WRITTEN INSTRUCTION 1: Name every person mentioned by name in the text about the Corning shooting trial.
WRITTEN INSTRUCTION 2: Write the next part of the text about the Corning shooting trial, picking up right after its final sentence.

TEXT PASSAGE:
At trial the prosecutor successfully portrayed Corning as jealous and angry with Brooks because of Brooks’ alleged affair with Grace. On the morning of the murder Corning sat at the kitchen counter in Grace’s house facing the front door waiting for Brooks with his .45 caliber handgun hidden behind an upright greeting card. When Brooks arrived Corning asked him to repeat what he had told him earlier about his sexual relationship with Grace. Stunned by the accusations, Brooks said he did not know what Corning was talking about. Grace’s roommate, Susan Phillips, seated in the nearby living room, did not see any weapons on Brooks but saw Corning place his hand on the .45. Momentarily turning her attention away from the escalating argument, she heard two or three shots. Looking back, she saw Corning point the gun at Grace who had just entered the room. Corning then shot Grace once in each leg. Corning threw a shiny object across the room, got up and went outside. He opened the driver’s door of Brooks’ car and picked up Brooks’ .32 caliber handgun from the floorboards. Brooks’ girl friend, Catherine DePonte, asked Corning the whereabouts of Brooks. Corning took the .32 inside the residence with DePonte following and threw the gun into the corner of the room. Grace, pregnant with Coming’s child, told Corning to get her keys, take her van and get out. Corning later surrendered to the police.

Corning had a different explanation of the events. He cast the shooting of Brooks as self-defense and that of Grace as accidental. He testified Rich Harrod had telephoned him that Brooks was armed and on his way to Grace’s house. When Corning sat at the kitchen counter the .45 was in plain sight. Brooks first accused Corning of having him thrown out of the house where he was living. Brooks then initiated the subject of Grace and his sexual relationship with her. Corning remained silent. When Brooks then turned his back, Corning reached for his .45. After Brooks reached into his belt area Corning saw him pull a gun out and point it at him. In self-defense Corning fired his .45. Seeing something out of the corner of his eye, Corning turned but lost his footing and hit his hand against the counter. The .45 accidentally discharged three or four times, striking Grace in the legs.

RECORD SET:
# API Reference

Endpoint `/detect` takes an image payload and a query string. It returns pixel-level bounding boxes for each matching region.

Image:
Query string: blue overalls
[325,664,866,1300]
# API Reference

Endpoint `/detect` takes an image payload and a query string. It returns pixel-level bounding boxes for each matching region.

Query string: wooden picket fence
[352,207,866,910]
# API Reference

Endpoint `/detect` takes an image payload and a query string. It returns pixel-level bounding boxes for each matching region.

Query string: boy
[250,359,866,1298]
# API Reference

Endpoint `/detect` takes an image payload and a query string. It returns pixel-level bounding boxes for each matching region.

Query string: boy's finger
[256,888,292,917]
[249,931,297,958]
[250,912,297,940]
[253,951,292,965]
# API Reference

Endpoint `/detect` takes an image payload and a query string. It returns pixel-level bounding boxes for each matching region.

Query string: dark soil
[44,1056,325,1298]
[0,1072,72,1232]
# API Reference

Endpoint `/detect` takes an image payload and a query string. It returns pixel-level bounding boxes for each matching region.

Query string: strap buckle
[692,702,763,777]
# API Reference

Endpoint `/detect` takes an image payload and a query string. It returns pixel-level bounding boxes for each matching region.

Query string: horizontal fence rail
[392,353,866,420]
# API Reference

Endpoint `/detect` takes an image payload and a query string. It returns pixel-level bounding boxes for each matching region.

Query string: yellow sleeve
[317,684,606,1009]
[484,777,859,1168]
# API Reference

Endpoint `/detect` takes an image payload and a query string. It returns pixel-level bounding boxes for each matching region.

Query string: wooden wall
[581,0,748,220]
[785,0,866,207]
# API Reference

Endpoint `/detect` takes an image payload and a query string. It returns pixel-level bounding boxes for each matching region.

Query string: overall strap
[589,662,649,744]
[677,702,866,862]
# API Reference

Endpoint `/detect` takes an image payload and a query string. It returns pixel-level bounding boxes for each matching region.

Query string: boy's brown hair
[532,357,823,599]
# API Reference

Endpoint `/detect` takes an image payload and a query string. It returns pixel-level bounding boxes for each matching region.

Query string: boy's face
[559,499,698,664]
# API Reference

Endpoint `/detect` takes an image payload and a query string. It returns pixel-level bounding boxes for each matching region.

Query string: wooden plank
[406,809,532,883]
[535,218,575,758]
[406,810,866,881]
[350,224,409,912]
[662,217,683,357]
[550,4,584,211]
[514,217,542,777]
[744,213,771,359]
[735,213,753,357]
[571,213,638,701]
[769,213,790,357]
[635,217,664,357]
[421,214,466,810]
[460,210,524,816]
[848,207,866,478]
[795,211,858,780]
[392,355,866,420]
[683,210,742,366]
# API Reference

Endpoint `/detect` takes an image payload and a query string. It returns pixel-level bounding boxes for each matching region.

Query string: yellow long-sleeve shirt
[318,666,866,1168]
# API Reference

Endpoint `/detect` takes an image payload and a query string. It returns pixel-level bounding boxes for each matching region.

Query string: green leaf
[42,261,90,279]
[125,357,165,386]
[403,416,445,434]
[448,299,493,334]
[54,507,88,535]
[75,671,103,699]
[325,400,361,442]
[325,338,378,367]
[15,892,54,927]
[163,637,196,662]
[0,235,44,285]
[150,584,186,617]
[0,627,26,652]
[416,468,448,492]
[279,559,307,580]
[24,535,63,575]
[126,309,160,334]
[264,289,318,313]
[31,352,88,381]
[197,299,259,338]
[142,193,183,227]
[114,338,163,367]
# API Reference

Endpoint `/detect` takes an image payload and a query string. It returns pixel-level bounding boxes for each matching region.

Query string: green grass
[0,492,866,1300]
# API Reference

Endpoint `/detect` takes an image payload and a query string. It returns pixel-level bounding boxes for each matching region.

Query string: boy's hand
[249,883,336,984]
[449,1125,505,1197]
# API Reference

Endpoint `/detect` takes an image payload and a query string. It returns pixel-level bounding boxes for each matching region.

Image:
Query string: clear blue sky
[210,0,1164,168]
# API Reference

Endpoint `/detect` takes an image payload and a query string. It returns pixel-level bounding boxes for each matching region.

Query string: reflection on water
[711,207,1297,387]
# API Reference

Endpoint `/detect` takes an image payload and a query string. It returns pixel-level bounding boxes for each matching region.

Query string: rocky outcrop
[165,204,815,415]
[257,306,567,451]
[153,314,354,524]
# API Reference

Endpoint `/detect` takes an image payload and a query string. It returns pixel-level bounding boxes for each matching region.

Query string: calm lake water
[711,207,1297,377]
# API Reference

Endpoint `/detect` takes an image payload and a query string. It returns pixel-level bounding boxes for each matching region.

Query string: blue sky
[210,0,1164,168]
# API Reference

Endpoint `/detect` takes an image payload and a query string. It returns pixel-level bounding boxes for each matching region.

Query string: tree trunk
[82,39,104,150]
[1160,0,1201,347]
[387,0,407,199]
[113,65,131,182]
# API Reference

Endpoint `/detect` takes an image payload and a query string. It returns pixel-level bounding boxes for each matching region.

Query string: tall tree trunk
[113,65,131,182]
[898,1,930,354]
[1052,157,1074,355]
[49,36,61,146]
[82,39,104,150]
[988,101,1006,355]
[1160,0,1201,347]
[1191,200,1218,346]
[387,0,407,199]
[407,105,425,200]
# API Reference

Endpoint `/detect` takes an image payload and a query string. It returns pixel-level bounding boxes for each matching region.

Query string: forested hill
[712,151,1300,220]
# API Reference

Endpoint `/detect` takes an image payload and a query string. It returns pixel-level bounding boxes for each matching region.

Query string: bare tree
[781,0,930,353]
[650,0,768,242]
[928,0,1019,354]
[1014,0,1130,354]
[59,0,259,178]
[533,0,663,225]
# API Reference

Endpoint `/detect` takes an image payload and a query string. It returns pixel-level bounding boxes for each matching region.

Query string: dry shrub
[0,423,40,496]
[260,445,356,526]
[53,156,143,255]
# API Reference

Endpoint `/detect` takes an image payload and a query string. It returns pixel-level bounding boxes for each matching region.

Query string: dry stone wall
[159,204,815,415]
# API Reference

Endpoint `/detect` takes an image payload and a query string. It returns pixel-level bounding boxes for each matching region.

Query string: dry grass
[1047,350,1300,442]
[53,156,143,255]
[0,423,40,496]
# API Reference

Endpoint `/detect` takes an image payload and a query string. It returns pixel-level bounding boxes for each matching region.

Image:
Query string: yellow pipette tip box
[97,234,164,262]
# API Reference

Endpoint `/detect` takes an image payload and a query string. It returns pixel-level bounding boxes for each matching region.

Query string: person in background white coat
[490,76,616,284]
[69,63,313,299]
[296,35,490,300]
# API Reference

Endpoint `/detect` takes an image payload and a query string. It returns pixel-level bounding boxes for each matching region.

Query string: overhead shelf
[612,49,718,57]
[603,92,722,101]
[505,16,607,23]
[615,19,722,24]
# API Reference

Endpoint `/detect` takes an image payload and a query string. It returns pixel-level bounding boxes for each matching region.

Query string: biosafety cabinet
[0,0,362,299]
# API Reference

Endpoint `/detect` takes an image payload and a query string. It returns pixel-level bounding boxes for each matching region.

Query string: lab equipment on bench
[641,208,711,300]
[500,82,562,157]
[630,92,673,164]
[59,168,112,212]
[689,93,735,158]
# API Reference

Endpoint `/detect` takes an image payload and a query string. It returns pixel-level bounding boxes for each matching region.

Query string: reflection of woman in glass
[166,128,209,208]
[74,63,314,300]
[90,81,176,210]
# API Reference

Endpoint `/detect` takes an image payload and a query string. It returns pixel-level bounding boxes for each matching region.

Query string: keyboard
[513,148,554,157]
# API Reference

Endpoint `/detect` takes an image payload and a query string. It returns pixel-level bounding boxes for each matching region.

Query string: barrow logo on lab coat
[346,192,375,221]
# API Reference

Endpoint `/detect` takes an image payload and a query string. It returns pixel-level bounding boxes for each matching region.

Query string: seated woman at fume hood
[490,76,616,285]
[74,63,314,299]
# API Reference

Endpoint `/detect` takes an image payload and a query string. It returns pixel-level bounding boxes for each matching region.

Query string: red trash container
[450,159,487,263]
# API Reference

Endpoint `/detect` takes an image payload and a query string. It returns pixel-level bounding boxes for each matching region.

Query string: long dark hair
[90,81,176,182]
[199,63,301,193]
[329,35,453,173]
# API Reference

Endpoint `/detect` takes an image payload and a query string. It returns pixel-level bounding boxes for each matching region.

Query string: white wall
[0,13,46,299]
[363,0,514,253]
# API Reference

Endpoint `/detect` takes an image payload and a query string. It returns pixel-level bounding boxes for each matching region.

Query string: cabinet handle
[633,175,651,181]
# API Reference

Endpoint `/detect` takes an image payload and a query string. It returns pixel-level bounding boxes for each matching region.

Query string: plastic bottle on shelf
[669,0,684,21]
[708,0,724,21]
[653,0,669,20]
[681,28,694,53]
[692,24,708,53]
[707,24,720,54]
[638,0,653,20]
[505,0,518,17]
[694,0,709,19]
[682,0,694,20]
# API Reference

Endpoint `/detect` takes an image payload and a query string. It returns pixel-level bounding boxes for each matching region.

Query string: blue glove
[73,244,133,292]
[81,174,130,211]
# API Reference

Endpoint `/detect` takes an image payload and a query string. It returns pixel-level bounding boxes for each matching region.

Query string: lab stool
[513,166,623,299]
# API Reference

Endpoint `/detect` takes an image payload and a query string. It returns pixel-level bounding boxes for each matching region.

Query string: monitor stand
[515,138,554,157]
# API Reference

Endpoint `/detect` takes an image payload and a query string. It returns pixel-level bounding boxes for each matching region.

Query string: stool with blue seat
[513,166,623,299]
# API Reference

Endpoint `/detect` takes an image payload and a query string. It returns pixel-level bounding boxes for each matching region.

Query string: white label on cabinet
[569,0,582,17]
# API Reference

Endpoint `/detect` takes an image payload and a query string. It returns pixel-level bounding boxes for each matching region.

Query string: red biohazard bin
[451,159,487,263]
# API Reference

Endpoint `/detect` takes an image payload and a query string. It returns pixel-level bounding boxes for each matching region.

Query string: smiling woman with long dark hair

TASK RESULT 1: Corning, Brooks, Grace, Susan Phillips, Catherine DePonte, Rich Harrod

TASK RESULT 2:
*87 Corning then approached Brooks, saw a .32 caliber handgun on his person, picked it up, pulled the clip out and threw it across the room. He walked outside and picked up Brooks’ .25 caliber handgun from the floorboards of Brooks’ vehicle and took it back inside the residence. He threw his .45 across the room, took Grace’s keys and drove away. Before surrendering to the police he visited his sister and gave her the .25 he had taken from Brooks’ car.

II

A

CALJIC No. 2.27 (1977 rev.) provides: “Testimony which you believe given by one witness is sufficient for the proof of any fact. However, before finding any fact [required to be established by the prosecution] to be proved solely by the testimony of such a single witness, you should carefully review all the testimony upon which the proof of such fact depends.”

Instead of giving that instruction the court said: “It follows, then, that testimony which you believe and which you find a convincing force given by one witness is sufficient for the proof of any particular fact in the case. However, before finding any fact, particularly any facts required to be established by the prosecution, it could be proved solely by the testimony of a single witness, you should carefully review and consider all the testimony upon which the proof of that fact depends.” (Italics supplied.)

Corning contends the modified instruction, especially the words “particularly . . . required to be established by the prosecution,” told the jury to exercise caution not only in reviewing the testimony of a prosecution witness, but also in considering the uncorroborated testimony of a defense witness. Here, Corning, a key witness on his own behalf, says this modified instruction resulted in the prejudicial dilution of his presumption of innocence.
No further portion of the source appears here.